-- Start of SELECTED TEXT --

Yan Zhu at the University of Hong Kong and his colleagues trained a machine learning algorithm to compare two quantum states. They used experimental data gathered from quantum computers as well as data produced by simulating small quantum computers on conventional computers.


Some of this training data was purposefully imperfect, analogous to training facial recognition AI on blurry or overexposed images. Zhu says that all existing quantum computers are subject to noise and sometimes make errors, so for an AI to be useful in labs in the future, it has to learn how to deal with those imperfections.

The researchers then put the AI to the test. They had it compare two quantum states called “cat states”, in which special qubits are in a superposition of two states at once, similar to the cat in Erwin Schrödinger’s famous thought experiment. Quantum devices that use particles of light, or photons, as qubits often work best when photons are in their cat states. Given two complicated cat states, as large as 225 or 256 photons each, the AI could tell them apart even when they were 98 per cent the same.

-- End of SELECTED TEXT --
-- Start of AVAILABLE DATA --

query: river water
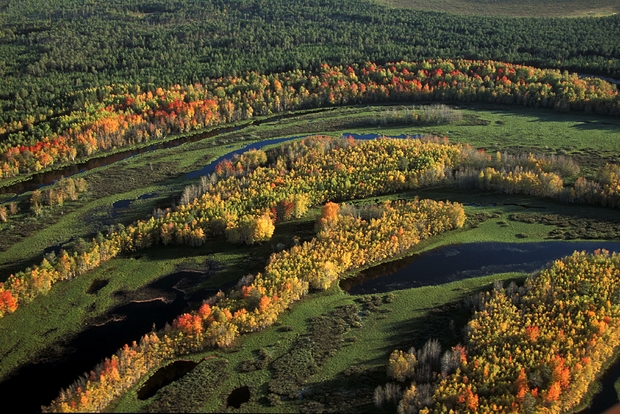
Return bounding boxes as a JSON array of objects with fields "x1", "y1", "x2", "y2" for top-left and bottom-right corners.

-- End of AVAILABLE DATA --

• [PROMPT A]
Repeat word for word the part of the quantum computing article that opens with the words containing "Yan Zhu at the" and closes with "with those imperfections.".
• [PROMPT B]
Write the next part of the quantum computing article, starting right after its last sentence.
The listing has nothing to do with the quantum computing article.

• [EXERCISE RESPONSE A]
Yan Zhu at the University of Hong Kong and his colleagues trained a machine learning algorithm to compare two quantum states. They used experimental data gathered from quantum computers as well as data produced by simulating small quantum computers on conventional computers.


Some of this training data was purposefully imperfect, analogous to training facial recognition AI on blurry or overexposed images. Zhu says that all existing quantum computers are subject to noise and sometimes make errors, so for an AI to be useful in labs in the future, it has to learn how to deal with those imperfections.

• [EXERCISE RESPONSE B]
Giulio Chiribella at the University of Hong Kong says that this success is striking because his team never provided the AI with built-in knowledge of quantum physics; they didn’t train it on equations it should use to represent each state. But in comparing the two states, the AI found its own way to represent the complex cat states. “The neural network makes its own sort of mini quantum theory of the states that it sees from experiments. It doesn’t represent the states with the same mathematics that we do,” he says.


An active effort in the field of quantum computing is to build a device that outperforms all conventional computers – and traditional mathematical methods won’t be sufficient to characterise the states of any future quantum computer large enough and powerful enough to do that, says Cristian Bonato at Heriot-Watt University in the UK. “Quantum states are hard to describe because their complexity grows exponentially with their size, but neural networks are good at finding patterns among huge numbers of parameters. They could become very valuable for assessing quantum computers in the future,” he says.